What this task involves: Show each line of the records below that contains the string "beach". Case matters.

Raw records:
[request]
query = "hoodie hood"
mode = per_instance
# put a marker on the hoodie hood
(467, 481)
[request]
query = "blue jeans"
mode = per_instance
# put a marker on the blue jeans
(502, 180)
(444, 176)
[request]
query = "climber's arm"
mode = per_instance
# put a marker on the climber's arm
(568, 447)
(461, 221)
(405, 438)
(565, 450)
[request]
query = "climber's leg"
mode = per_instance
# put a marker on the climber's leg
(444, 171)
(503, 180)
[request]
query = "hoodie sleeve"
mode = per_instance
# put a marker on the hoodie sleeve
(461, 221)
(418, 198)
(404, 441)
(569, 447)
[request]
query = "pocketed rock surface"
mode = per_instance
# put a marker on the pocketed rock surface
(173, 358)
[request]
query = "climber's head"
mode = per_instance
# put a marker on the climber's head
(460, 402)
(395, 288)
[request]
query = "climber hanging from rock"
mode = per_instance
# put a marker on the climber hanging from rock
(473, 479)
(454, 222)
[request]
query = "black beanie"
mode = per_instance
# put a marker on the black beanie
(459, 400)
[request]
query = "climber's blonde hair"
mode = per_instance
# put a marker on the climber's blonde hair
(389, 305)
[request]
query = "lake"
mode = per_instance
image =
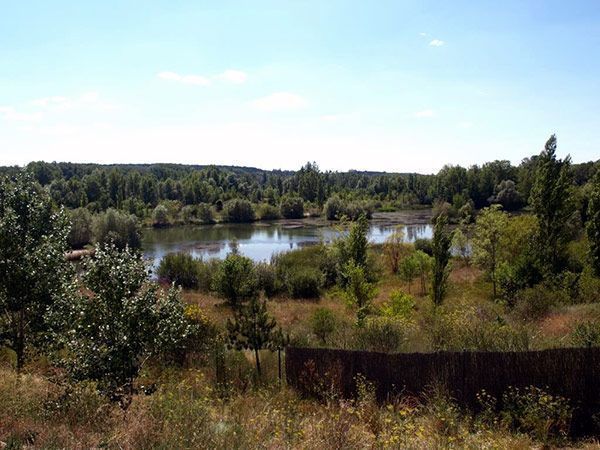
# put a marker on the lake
(260, 240)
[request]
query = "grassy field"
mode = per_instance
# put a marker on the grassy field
(190, 409)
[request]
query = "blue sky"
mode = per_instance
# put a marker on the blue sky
(380, 85)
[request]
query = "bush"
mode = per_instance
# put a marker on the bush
(117, 227)
(334, 208)
(160, 217)
(235, 279)
(424, 245)
(380, 334)
(534, 411)
(535, 303)
(268, 212)
(292, 207)
(201, 213)
(586, 334)
(180, 268)
(238, 211)
(266, 278)
(400, 305)
(355, 209)
(81, 228)
(304, 282)
(314, 257)
(323, 323)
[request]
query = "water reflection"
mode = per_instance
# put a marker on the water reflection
(257, 241)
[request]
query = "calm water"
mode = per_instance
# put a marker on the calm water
(257, 241)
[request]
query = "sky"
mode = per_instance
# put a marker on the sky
(381, 85)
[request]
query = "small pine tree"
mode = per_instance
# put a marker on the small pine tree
(252, 329)
(551, 202)
(359, 292)
(441, 243)
(593, 225)
(490, 230)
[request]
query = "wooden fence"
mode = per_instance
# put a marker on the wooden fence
(571, 372)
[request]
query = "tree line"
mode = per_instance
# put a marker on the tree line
(139, 189)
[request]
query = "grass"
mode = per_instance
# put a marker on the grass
(190, 410)
(187, 412)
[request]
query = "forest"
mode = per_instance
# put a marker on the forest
(98, 353)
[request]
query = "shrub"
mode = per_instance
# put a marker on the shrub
(357, 208)
(238, 211)
(380, 334)
(180, 268)
(586, 334)
(535, 303)
(81, 228)
(160, 217)
(304, 282)
(235, 279)
(117, 227)
(323, 323)
(266, 278)
(268, 212)
(204, 213)
(201, 213)
(534, 411)
(314, 257)
(118, 322)
(334, 208)
(400, 305)
(292, 207)
(424, 245)
(358, 292)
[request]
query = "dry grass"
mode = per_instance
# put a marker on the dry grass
(186, 413)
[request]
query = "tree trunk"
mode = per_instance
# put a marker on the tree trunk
(20, 341)
(258, 370)
(279, 364)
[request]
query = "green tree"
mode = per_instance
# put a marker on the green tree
(394, 249)
(323, 323)
(292, 207)
(359, 292)
(354, 247)
(238, 211)
(460, 243)
(118, 321)
(81, 232)
(409, 270)
(593, 225)
(160, 216)
(119, 228)
(236, 280)
(441, 243)
(551, 202)
(423, 261)
(490, 231)
(252, 329)
(33, 270)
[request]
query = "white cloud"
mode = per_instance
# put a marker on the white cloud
(426, 113)
(185, 79)
(233, 76)
(48, 101)
(9, 113)
(280, 101)
(88, 100)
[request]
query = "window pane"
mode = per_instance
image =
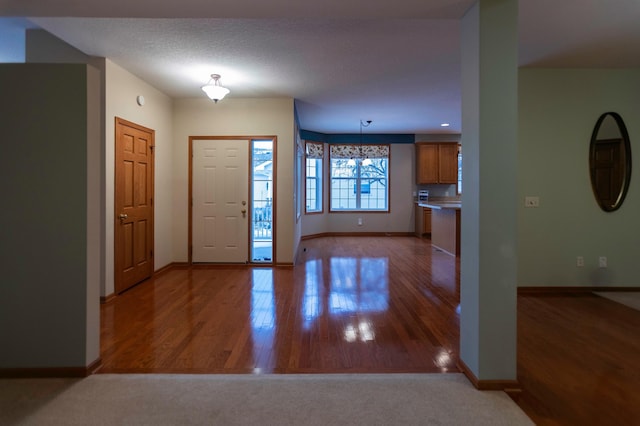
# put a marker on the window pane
(313, 185)
(359, 184)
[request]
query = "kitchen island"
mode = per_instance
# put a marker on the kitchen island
(445, 225)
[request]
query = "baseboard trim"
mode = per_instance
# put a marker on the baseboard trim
(108, 298)
(508, 386)
(565, 290)
(170, 266)
(51, 372)
(357, 234)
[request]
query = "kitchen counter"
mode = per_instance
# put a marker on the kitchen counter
(445, 224)
(439, 205)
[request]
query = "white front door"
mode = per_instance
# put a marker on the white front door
(220, 201)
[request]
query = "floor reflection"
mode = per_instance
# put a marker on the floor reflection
(351, 305)
(358, 285)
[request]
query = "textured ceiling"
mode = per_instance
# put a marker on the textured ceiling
(396, 63)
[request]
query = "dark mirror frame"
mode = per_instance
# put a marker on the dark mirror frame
(626, 163)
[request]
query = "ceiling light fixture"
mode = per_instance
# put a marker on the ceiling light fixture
(366, 161)
(214, 90)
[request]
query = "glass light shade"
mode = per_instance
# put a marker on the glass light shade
(215, 93)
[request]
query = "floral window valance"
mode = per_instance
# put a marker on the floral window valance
(315, 150)
(359, 151)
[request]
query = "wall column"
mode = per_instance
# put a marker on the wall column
(489, 217)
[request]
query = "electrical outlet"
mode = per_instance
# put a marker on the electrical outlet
(531, 201)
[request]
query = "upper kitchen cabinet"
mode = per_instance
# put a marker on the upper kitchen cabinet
(436, 163)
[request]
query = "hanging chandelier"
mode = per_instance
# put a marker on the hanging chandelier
(365, 160)
(214, 90)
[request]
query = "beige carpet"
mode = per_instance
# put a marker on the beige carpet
(627, 298)
(391, 399)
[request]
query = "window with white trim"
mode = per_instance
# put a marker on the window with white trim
(359, 178)
(313, 177)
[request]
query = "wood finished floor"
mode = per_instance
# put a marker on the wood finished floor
(372, 305)
(352, 305)
(578, 360)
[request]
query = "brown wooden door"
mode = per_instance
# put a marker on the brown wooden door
(426, 163)
(133, 204)
(448, 163)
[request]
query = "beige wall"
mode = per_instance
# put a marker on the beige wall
(558, 109)
(235, 117)
(401, 215)
(122, 88)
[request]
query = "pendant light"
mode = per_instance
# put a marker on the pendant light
(214, 89)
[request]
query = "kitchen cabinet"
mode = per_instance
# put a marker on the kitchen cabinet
(423, 221)
(436, 163)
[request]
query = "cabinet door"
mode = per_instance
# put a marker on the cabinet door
(448, 163)
(426, 163)
(426, 221)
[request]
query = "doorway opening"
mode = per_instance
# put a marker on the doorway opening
(261, 232)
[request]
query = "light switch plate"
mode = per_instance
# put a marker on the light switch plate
(531, 201)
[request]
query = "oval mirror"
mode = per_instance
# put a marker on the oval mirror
(610, 161)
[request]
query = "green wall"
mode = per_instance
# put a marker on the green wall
(43, 242)
(558, 109)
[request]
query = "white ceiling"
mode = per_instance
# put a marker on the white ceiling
(396, 63)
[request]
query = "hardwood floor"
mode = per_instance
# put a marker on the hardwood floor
(372, 305)
(578, 360)
(353, 305)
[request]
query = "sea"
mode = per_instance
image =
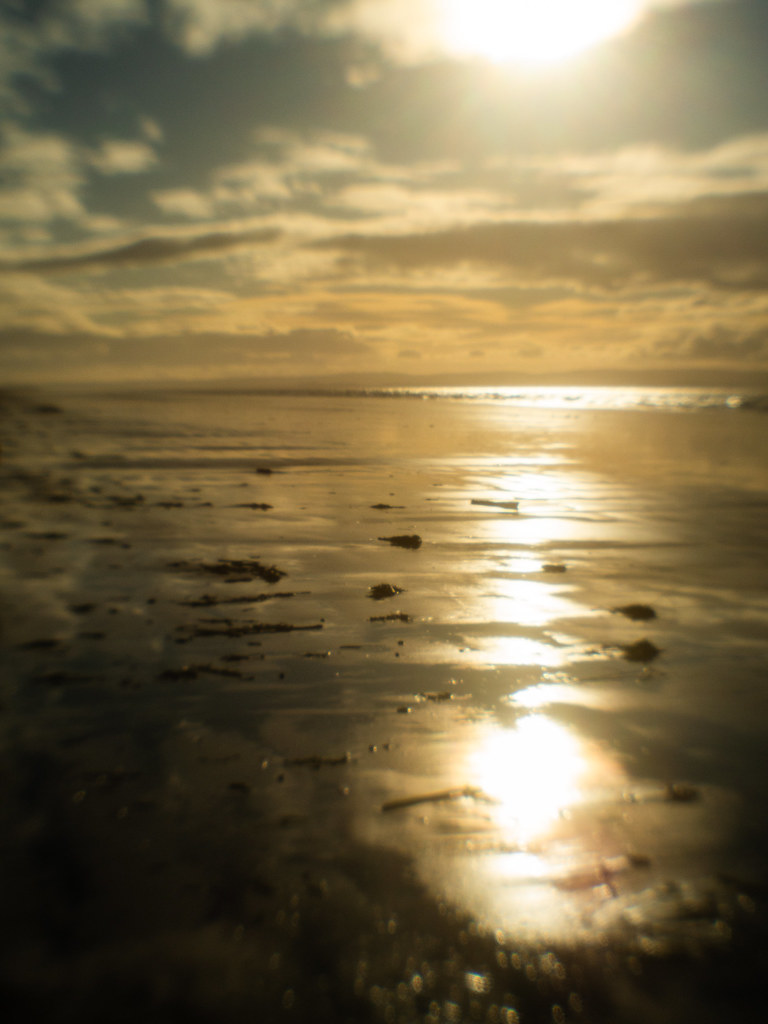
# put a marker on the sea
(396, 705)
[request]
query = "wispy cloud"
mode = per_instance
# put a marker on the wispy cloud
(727, 248)
(146, 251)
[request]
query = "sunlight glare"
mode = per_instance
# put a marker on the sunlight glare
(534, 33)
(532, 770)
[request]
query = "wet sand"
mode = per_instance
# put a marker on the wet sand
(265, 757)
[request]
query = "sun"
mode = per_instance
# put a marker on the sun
(532, 32)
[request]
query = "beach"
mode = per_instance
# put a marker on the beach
(384, 706)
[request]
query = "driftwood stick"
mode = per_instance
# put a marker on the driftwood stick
(434, 798)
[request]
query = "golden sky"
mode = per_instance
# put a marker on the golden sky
(255, 188)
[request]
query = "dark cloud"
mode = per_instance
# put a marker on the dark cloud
(724, 249)
(74, 355)
(146, 252)
(719, 343)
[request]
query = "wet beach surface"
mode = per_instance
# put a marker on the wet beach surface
(264, 756)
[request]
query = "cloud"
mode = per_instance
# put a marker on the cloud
(722, 249)
(42, 176)
(147, 251)
(123, 157)
(718, 343)
(30, 32)
(648, 174)
(101, 355)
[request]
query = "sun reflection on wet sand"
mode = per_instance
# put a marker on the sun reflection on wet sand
(532, 772)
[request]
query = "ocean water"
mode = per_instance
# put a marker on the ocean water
(412, 705)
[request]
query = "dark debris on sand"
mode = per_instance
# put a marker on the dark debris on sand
(412, 541)
(637, 612)
(384, 590)
(243, 568)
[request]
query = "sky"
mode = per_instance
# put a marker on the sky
(249, 189)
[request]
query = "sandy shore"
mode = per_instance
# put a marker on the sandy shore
(265, 756)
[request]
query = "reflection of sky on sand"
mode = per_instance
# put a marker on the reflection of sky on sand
(529, 847)
(546, 756)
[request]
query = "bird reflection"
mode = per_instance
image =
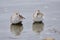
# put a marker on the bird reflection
(16, 29)
(38, 27)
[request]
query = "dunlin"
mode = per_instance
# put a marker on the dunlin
(16, 18)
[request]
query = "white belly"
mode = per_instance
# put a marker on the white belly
(38, 19)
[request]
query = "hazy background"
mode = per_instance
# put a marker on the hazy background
(50, 26)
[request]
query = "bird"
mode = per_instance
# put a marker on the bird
(16, 29)
(37, 16)
(16, 18)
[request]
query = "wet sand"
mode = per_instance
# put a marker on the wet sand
(29, 30)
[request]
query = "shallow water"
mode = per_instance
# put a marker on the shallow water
(29, 30)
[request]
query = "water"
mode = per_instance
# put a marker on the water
(29, 30)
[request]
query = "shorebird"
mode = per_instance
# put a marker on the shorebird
(16, 18)
(37, 16)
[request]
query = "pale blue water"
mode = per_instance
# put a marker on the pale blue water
(29, 31)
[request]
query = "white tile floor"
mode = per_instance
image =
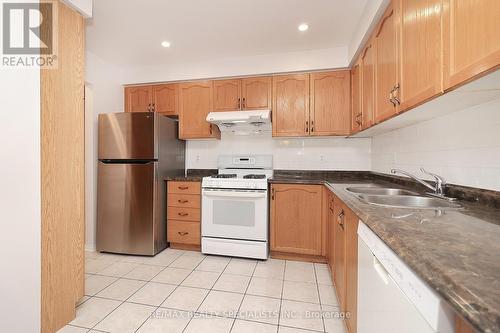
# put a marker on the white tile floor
(183, 291)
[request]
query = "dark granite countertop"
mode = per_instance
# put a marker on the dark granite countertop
(457, 252)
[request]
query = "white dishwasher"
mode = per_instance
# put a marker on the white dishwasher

Result of this task:
query = "beach"
# put a marker on the beach
query = "wet beach surface"
# put a marker on the wet beach surface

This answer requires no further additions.